--- Your goal ---
Reproduce all of the material below word for word, leaving out the pictures.

[Records from a data collection]

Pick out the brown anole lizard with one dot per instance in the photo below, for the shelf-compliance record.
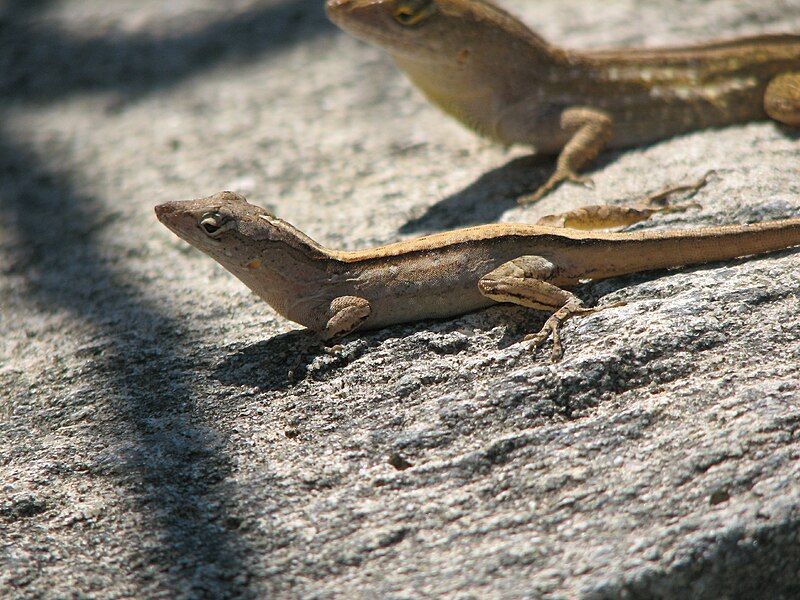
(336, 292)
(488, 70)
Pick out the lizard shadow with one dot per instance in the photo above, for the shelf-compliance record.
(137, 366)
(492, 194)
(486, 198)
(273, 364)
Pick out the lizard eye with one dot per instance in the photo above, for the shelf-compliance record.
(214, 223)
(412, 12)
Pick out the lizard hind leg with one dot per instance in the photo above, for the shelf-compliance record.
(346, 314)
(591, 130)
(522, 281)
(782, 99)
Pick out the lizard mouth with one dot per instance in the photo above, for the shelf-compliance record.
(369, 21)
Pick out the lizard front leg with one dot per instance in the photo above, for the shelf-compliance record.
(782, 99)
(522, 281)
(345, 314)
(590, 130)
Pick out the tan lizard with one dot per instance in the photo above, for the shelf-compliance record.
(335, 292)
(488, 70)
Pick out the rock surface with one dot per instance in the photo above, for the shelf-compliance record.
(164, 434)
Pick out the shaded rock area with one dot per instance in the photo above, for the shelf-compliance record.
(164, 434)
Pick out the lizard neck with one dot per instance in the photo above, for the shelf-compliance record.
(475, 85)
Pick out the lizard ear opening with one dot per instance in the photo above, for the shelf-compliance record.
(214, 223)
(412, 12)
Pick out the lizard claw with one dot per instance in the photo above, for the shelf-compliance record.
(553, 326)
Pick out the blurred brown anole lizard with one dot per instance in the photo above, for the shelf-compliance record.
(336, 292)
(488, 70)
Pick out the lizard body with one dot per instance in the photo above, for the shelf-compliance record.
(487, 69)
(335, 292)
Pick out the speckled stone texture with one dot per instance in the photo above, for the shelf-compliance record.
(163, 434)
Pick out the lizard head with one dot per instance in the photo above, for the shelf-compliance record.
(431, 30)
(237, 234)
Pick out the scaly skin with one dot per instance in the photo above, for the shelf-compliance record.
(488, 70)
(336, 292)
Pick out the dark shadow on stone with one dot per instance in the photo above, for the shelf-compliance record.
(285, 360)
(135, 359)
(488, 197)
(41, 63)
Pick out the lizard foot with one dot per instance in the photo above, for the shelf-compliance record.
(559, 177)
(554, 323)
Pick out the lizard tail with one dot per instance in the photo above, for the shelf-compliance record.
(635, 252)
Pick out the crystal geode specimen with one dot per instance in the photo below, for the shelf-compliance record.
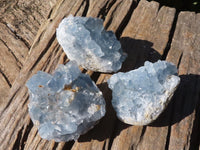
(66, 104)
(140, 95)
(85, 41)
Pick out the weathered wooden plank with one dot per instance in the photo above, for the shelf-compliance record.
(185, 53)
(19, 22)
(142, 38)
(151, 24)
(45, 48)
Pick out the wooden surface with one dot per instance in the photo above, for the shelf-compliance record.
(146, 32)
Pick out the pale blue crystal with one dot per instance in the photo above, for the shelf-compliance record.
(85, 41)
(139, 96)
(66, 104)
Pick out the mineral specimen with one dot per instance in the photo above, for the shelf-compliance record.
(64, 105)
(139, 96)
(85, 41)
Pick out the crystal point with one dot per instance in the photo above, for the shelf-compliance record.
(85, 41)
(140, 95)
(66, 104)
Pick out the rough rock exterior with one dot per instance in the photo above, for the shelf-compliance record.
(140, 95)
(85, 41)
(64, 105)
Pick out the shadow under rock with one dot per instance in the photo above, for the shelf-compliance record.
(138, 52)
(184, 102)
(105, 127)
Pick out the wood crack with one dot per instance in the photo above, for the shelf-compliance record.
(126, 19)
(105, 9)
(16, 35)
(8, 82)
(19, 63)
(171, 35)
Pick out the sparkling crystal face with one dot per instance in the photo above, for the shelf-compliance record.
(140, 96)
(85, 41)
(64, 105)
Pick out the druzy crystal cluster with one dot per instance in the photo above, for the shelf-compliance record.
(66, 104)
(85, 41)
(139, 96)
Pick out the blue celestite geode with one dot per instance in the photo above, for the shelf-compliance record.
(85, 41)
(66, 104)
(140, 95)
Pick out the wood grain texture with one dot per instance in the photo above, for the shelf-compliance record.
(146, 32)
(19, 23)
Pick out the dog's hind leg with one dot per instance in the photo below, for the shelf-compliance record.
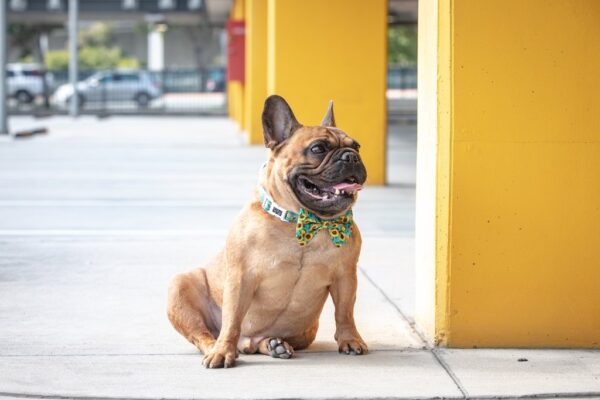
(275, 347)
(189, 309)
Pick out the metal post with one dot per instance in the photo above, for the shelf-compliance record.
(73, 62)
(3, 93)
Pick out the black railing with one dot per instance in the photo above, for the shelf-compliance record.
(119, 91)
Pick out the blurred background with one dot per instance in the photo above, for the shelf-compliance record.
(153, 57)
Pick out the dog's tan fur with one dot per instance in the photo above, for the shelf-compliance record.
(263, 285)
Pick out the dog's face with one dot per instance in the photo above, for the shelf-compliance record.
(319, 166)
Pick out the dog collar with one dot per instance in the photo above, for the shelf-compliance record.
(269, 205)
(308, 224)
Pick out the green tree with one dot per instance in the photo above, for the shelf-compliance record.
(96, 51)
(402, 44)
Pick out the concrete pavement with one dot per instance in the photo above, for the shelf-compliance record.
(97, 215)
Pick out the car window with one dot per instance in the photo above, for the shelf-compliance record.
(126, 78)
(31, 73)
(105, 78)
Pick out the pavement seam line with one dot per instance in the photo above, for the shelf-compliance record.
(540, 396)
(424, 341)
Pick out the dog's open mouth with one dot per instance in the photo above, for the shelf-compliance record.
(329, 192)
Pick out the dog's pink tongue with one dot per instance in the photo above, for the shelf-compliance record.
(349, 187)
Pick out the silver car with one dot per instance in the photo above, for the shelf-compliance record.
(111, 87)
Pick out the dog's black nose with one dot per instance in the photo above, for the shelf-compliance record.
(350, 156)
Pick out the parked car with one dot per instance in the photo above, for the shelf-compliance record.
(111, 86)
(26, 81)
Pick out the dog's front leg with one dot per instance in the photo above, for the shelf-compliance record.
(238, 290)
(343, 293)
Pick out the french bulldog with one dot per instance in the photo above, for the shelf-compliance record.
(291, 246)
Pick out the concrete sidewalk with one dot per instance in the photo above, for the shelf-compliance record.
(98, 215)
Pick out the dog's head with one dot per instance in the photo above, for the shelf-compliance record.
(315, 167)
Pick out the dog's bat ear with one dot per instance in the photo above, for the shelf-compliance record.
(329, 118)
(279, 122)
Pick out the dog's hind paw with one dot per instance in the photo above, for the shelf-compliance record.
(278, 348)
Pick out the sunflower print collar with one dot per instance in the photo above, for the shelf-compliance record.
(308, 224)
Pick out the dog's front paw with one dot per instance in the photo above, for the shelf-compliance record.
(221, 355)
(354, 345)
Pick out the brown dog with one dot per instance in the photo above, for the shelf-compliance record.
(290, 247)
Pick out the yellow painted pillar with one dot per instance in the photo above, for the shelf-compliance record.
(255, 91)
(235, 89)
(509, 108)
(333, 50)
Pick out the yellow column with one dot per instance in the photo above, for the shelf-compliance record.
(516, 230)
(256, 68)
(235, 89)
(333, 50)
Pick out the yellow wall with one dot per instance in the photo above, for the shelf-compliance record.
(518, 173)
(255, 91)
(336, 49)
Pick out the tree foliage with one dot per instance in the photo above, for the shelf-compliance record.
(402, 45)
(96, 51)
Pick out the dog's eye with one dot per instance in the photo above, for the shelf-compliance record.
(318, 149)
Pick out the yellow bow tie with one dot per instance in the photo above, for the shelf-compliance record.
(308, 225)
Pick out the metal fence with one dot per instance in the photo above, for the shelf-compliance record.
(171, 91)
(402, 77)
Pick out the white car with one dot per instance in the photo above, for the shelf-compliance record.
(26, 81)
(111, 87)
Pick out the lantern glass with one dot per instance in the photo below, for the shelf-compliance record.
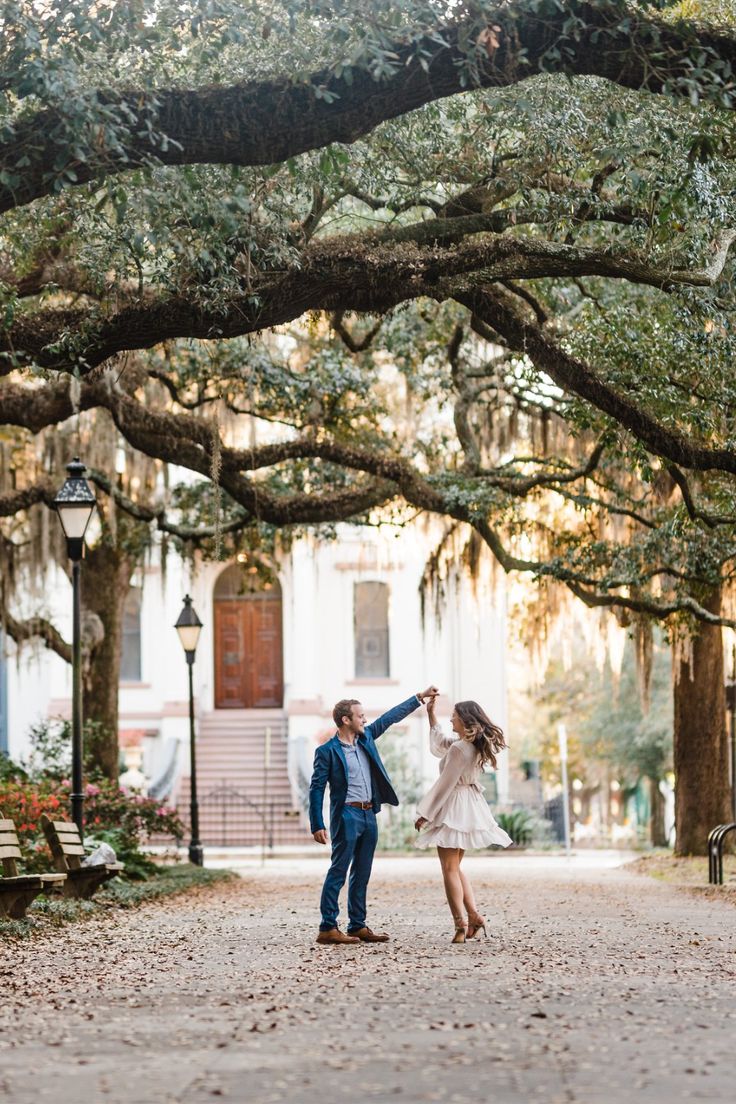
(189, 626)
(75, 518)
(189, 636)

--- Response to the exercise ---
Pick out the brown anole lizard with one dot per instance in the photo below, for the shelf-compliance record.
(336, 292)
(488, 70)
Pick out the lizard shadow with one dot per instance in the photo above, for the shelf-compliance record.
(137, 366)
(492, 194)
(486, 198)
(273, 364)
Pick out the lizard eye with one dot per instance in the photo above, for the shelf-compliance record.
(214, 223)
(412, 12)
Pick out the lizard hind leg with one dot per instance in the photo above, for the shelf-compliance record.
(346, 314)
(591, 130)
(522, 281)
(782, 99)
Pick out the lizard mouth with one dot per instance in the photo above, for the shelf-compliance record.
(369, 21)
Pick out the lizard front leg with one dot per instance in the photo above, for the shelf-compliance record.
(782, 99)
(522, 281)
(345, 314)
(590, 130)
Pick out the tan lizard with one dot per instance in the photo above, for the shelf-compliance record.
(335, 292)
(488, 70)
Pick out the rock surface with one dot per instance in the photo above, for the shelf-compliance record.
(164, 434)
Pick out the shaded rock area with one dot per instance in the photo above, for the shelf-compliance record.
(164, 434)
Pick out the lizard neck with one dot per instance in the photo above, for the shelf-compliance record.
(475, 85)
Pick out the lizard ear opening with one dot per instance in the photo above, for the shelf-compliance record.
(214, 223)
(412, 12)
Pick out the lizard claw with one dot per instance in the photo above, for the shelf-compliance record.
(553, 326)
Pick out the blurred brown anole lizard with one dot per instance in the photo above, for the shelf-compliance record.
(336, 292)
(488, 70)
Pick out the lizard body with one dot per instance in the photo above, for the shelf-compliance record.
(487, 69)
(335, 292)
Pick out the speckled stone texture with one dot per instance in the photo above, for the shelf-compliance record.
(163, 434)
Pick out the lizard head with one dot per instance in the photo above, for the shelf-compliance record.
(431, 30)
(237, 234)
Pick out the scaly skin with one dot per instance in the photo above, for the shelf-compliance record.
(488, 70)
(336, 292)
Pick out the dark shadow on stone with one dot per instance in the photo above, for the shelf-compliance record.
(285, 360)
(135, 359)
(488, 197)
(41, 63)
Pick out the lizard foot with one dot per instance in the photo above, for the shelf-compliance record.
(559, 177)
(554, 323)
Pick out the lizard tail with one dot per instance in the photo above, for the shelf-compliance record.
(635, 252)
Pick out the crystal geode specimen with one dot per instance in the photo below, for the shelf-compliance record.
(66, 104)
(140, 95)
(85, 41)
Pick out the weathered wooden plank with one dot per instance in the photo above, for the shelf-compliance record.
(185, 53)
(19, 22)
(142, 38)
(151, 24)
(45, 48)
Pick out the wooden surface with one dot per instance in the photo above, for the shelf-compliance record.
(146, 32)
Pick out the pale blue crystal with one dot per instance in the photo above, for the shelf-compliance record.
(85, 41)
(139, 96)
(66, 104)
Pick out the mineral specimen with one dot per instance in the photo above, for the shelf-compliance record.
(64, 105)
(139, 96)
(85, 41)
Pick out the crystal point with one dot per instance in the photo above, for the shelf-compliance record.
(85, 41)
(140, 95)
(66, 104)
Pick out the rough rock exterior with one dot per instance in the photo above, for the shelf-compliance record.
(140, 95)
(85, 41)
(64, 105)
Pick out the shadow under rock with one dot per instance in the photo above, for the shelf-compliance record.
(138, 52)
(184, 102)
(105, 127)
Pick out the wood crack with one dot per instance in the photo above, for the shelf-compliance record.
(126, 19)
(105, 9)
(16, 35)
(8, 82)
(19, 63)
(171, 35)
Pick out the sparkling crystal face with one dot per instance in the photo above, for the shelf-compliance record.
(140, 96)
(85, 41)
(64, 105)
Pick out the druzy crystal cluster with one dot per instance in the photo above, for the shelf-compliance record.
(66, 104)
(85, 41)
(139, 96)
Pick out the blue celestite geode with one dot per instance in the photo above, for the shelf-compliance record.
(85, 41)
(66, 104)
(140, 95)
Pick out the wood grain texture with one dot per instance in the photo above, for the shelf-compliance record.
(146, 32)
(19, 23)
Pick out the dog's hind leg with one dot per instance in the photo below, for the shelf-compliance record.
(275, 347)
(189, 309)
Pick out the metal post with one dot per instance in the photo above, for the shelf-compliance record.
(73, 62)
(3, 93)
Pick out the black railing with one dot per instance in the photo above, for the shelf-compliance record.
(119, 91)
Pick out the blurred background with one dot per instance in the photo above, for the shelf-compliance record.
(153, 57)
Pick out the dog's tan fur with one dot per instance in the photo above, for the shelf-compliance record.
(263, 285)
Pick out the dog's face with one dot per instance in the photo above, for the shelf-compliance record.
(319, 166)
Pick out the dog collar with one dot per instance in the photo above, for the shelf-compliance record.
(269, 205)
(308, 224)
Pick out the green tree with one dot per instance in the photo above, for the shelf-compliance record.
(96, 51)
(402, 44)
Pick out the concrete pavement with one dot per instance in the photo above, for the shelf-compliance record.
(97, 215)
Pick out the car window with one dot per instance in the photo above, for the shelf-compliance record.
(126, 78)
(31, 73)
(105, 78)
Pick out the pavement seam line with one dot per instance in the photo above, for the shelf-compliance record.
(540, 396)
(424, 341)
Pick out the dog's open mouth with one dot per instance in the photo above, for the shelf-compliance record.
(329, 192)
Pick out the dog's pink tongue with one dot per instance in the photo above, for the shelf-compliance record.
(349, 187)
Pick out the silver car with one dot per instance in the photo above, for the shelf-compliance record.
(111, 87)
Pick out the dog's black nose with one dot per instance in the photo above, for the shelf-compliance record.
(350, 156)
Pick out the parked car with one dot per instance in the photo above, for the shelf-compliance record.
(111, 86)
(26, 81)
Pick out the dog's front leg with one dot per instance in the photo above, for the shelf-compliance record.
(238, 290)
(343, 293)
Pick out the french bulldog with one dot per instance in the photo above, for the shelf-compliance record.
(291, 246)
Pick out the concrete sidewalk with one dot per instance in the photo above, for the shelf-compliance record.
(98, 215)
Pick out the dog's head with one dot per instance in the photo above, for the shelf-compliance record.
(315, 167)
Pick out the dog's bat ear with one dot per instance in the photo above, for the shelf-compliance record.
(329, 118)
(279, 122)
Pick out the dog's hind paw with one dot per instance in the photo above, for the shelf-compliance record.
(278, 348)
Pick out the sunflower print collar with one dot per instance in the photo above, for the shelf-compliance record.
(308, 224)
Pick out the dog's front paw with one dot per instance in the photo above, for the shelf-compliance record.
(221, 355)
(354, 345)
Pick out the brown dog with one dot per instance in the photo above, for the shelf-compliance record.
(290, 247)
Pick out the yellow painted pillar with one dot per instance in the photo above, for the shelf-compliance record.
(255, 91)
(235, 89)
(509, 108)
(333, 50)
Pick out the yellow column with one dot per instance in the photo above, for the shelf-compliance record.
(516, 230)
(256, 68)
(235, 89)
(333, 50)
Pick out the yellow wall with one dot per instance in the photo above, for the shelf-compliance record.
(518, 173)
(255, 91)
(336, 49)
Pick out the tree foliage with one dot per instance in the photo above, for the shelf-compliance record.
(402, 45)
(96, 51)
Pick out the dog's eye with one dot per instance in the photo above, for the shelf-compliance record.
(318, 149)
Pick out the yellow bow tie with one dot per instance in the photo above, for the shelf-compliance record.
(308, 225)
Pick out the metal fence with one dot per instance in the photo above, for the shelf-compliance record.
(171, 91)
(402, 77)
Pick out the white car with one dot per instance in the photo above, for the shelf-compliance record.
(26, 81)
(111, 87)
Pick out the lantern glass with one dot per instance in the photo below, for the shelf-compliance record.
(189, 626)
(75, 518)
(189, 636)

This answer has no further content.